### [Work task]
Give the records back in full, exactly as they read.

★ ★ ★ ★

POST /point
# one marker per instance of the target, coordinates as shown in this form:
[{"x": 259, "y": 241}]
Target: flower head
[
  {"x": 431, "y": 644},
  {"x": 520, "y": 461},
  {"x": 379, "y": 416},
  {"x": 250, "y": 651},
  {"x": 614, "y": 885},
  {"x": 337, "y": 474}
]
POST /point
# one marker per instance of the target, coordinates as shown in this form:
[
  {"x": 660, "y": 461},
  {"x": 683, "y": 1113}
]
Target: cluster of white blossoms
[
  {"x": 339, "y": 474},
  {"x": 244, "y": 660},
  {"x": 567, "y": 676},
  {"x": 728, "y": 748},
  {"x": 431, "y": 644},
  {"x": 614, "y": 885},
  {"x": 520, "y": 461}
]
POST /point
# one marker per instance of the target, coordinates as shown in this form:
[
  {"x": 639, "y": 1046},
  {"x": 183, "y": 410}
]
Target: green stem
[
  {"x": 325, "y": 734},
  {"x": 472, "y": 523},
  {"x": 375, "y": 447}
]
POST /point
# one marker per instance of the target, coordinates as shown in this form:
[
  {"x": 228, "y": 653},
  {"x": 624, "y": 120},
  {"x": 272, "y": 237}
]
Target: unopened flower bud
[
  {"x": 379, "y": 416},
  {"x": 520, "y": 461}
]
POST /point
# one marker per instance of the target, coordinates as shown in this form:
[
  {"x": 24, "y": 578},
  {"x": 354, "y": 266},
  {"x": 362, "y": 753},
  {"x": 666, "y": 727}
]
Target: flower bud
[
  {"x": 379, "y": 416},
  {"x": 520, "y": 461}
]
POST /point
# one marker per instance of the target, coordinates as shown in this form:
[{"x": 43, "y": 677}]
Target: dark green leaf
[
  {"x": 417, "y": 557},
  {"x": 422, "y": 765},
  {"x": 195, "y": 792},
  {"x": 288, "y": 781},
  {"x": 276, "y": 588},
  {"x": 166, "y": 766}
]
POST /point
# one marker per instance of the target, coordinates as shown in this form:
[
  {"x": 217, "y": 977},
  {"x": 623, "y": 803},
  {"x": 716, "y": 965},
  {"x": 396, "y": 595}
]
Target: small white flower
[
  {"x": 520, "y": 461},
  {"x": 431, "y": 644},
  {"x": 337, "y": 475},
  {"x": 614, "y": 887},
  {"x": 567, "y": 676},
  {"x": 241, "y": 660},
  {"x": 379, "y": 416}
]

★ ★ ★ ★

### [Response]
POST /point
# one marker per instance of the target, coordinates as shown in this form:
[{"x": 259, "y": 241}]
Target: flower head
[
  {"x": 431, "y": 644},
  {"x": 520, "y": 461},
  {"x": 379, "y": 416},
  {"x": 250, "y": 651},
  {"x": 614, "y": 885},
  {"x": 337, "y": 474}
]
POST /point
# one marker per instance of the target, coordinates as shown in this form:
[
  {"x": 660, "y": 461},
  {"x": 683, "y": 1113}
]
Target: cluster of white blossoms
[
  {"x": 339, "y": 474},
  {"x": 244, "y": 660},
  {"x": 567, "y": 676},
  {"x": 728, "y": 748},
  {"x": 431, "y": 644},
  {"x": 614, "y": 885},
  {"x": 520, "y": 461}
]
POST /point
# one marker per instance of the target, coordinates as shown in this form:
[
  {"x": 639, "y": 1046},
  {"x": 183, "y": 410}
]
Target: green stem
[
  {"x": 325, "y": 734},
  {"x": 472, "y": 523},
  {"x": 375, "y": 447}
]
POST /point
# one marker per instance of the target, coordinates as shown in this form:
[
  {"x": 228, "y": 653},
  {"x": 624, "y": 120},
  {"x": 272, "y": 237}
]
Target: unopened flower bud
[
  {"x": 379, "y": 416},
  {"x": 520, "y": 461}
]
POST /point
# one marker per instance of the target, coordinates as shown in this form:
[
  {"x": 24, "y": 578},
  {"x": 354, "y": 266},
  {"x": 362, "y": 753},
  {"x": 666, "y": 727}
]
Target: flower bud
[
  {"x": 379, "y": 416},
  {"x": 520, "y": 461}
]
POST /point
# one marker per instance of the target, coordinates as shown in this form:
[{"x": 43, "y": 677}]
Target: dark green leaf
[
  {"x": 417, "y": 557},
  {"x": 422, "y": 765},
  {"x": 195, "y": 792},
  {"x": 288, "y": 781},
  {"x": 276, "y": 588},
  {"x": 166, "y": 766}
]
POST /point
# one marker per instance of the target, coordinates as shown in this form:
[
  {"x": 217, "y": 977},
  {"x": 623, "y": 803},
  {"x": 716, "y": 965},
  {"x": 396, "y": 595}
]
Target: small white flower
[
  {"x": 520, "y": 461},
  {"x": 431, "y": 644},
  {"x": 337, "y": 475},
  {"x": 614, "y": 887},
  {"x": 567, "y": 676},
  {"x": 241, "y": 660},
  {"x": 379, "y": 416}
]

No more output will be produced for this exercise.